Paginatekst |

********

Als de aanvraag om een omgevingsvergunning betrekking heeft op een omgevingsplanactiviteit, als bedoeld in artikel 5.1, eerste lid, aanhef en onder a, van de Omgevingswet, met betrekking tot een gemeentelijk monument, provinciaal monument, voorbeschermd gemeentelijk monument of voorbeschermd provinciaal monument, bedraagt het tarief, onverminderd het bepaalde in de andere artikelen van dit hoofdstuk als het ook gaat om de in die artikelen bedoelde activiteiten:

a.

voor een binnenplanse omgevingsplanactiviteit of bij toepassing van artikel [14] van de [citeertitel gemeentelijke erfgoedverordening] in samenhang met artikel 22.8 van de Omgevingswet en artikel 2.1a van het Omgevingsbesluit:

voor het slopen, verstoren, verplaatsen of wijzigen van een monument of voorbeschermd monument:

€ 519,60;

voor het herstellen of gebruiken van een monument of voorbeschermd monument op een wijze waardoor het wordt ontsierd of in gevaar gebracht:

€ 519,60;

2.

********

Aangeleverde gegevens |
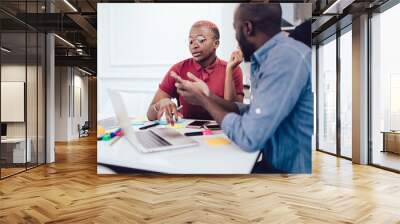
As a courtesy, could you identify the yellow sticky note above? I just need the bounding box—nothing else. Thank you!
[205,137,231,146]
[168,124,185,128]
[97,125,106,135]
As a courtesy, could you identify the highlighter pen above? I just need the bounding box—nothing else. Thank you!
[185,130,212,136]
[139,122,160,130]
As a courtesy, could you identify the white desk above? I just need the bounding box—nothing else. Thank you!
[97,120,259,174]
[1,138,32,163]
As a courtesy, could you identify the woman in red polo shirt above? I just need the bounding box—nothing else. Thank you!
[147,21,244,124]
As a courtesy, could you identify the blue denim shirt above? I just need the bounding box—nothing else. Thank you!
[221,32,314,173]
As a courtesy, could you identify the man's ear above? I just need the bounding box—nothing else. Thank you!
[243,21,254,36]
[214,40,219,49]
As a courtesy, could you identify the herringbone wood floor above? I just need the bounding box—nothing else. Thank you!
[0,138,400,223]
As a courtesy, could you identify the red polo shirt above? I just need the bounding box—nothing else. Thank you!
[159,58,243,120]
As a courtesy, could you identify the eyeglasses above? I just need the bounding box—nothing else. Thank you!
[189,36,207,45]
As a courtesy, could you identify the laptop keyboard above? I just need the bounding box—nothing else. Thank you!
[135,130,171,149]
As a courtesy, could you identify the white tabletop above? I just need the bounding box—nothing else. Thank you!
[97,120,259,174]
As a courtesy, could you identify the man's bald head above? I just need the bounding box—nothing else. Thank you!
[192,20,219,40]
[236,3,282,36]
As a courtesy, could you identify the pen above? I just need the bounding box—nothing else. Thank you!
[185,129,212,136]
[139,122,159,130]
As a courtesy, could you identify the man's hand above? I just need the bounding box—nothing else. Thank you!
[226,49,243,71]
[171,72,210,105]
[156,99,181,125]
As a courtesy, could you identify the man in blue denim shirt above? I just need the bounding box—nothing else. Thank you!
[176,3,313,173]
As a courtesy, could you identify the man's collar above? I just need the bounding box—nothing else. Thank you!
[251,31,286,64]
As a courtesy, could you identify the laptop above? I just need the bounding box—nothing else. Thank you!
[108,90,198,153]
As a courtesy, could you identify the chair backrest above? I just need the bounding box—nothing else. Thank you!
[82,121,90,129]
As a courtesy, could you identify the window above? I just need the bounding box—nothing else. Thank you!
[317,37,336,153]
[339,26,353,158]
[370,1,400,170]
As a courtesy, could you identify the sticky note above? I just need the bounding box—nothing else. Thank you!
[168,124,185,128]
[97,125,106,135]
[158,118,184,125]
[204,137,231,146]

********

Opdrachten |
a – Neem de paginatekst volledig en ongewijzigd over.
b – Tel de regels in de lijst die de tekenreeks "note" bevatten en geef alleen het aantal. Het verschil tussen hoofdletters en kleine letters telt mee.
De paginatekst en de lijst hebben niets met elkaar te maken.

Antwoorden per opdracht |
a –
Als de aanvraag om een omgevingsvergunning betrekking heeft op een omgevingsplanactiviteit, als bedoeld in artikel 5.1, eerste lid, aanhef en onder a, van de Omgevingswet, met betrekking tot een gemeentelijk monument, provinciaal monument, voorbeschermd gemeentelijk monument of voorbeschermd provinciaal monument, bedraagt het tarief, onverminderd het bepaalde in de andere artikelen van dit hoofdstuk als het ook gaat om de in die artikelen bedoelde activiteiten:

a.

voor een binnenplanse omgevingsplanactiviteit of bij toepassing van artikel [14] van de [citeertitel gemeentelijke erfgoedverordening] in samenhang met artikel 22.8 van de Omgevingswet en artikel 2.1a van het Omgevingsbesluit:

voor het slopen, verstoren, verplaatsen of wijzigen van een monument of voorbeschermd monument:

€ 519,60;

voor het herstellen of gebruiken van een monument of voorbeschermd monument op een wijze waardoor het wordt ontsierd of in gevaar gebracht:

€ 519,60;

2.

b – 2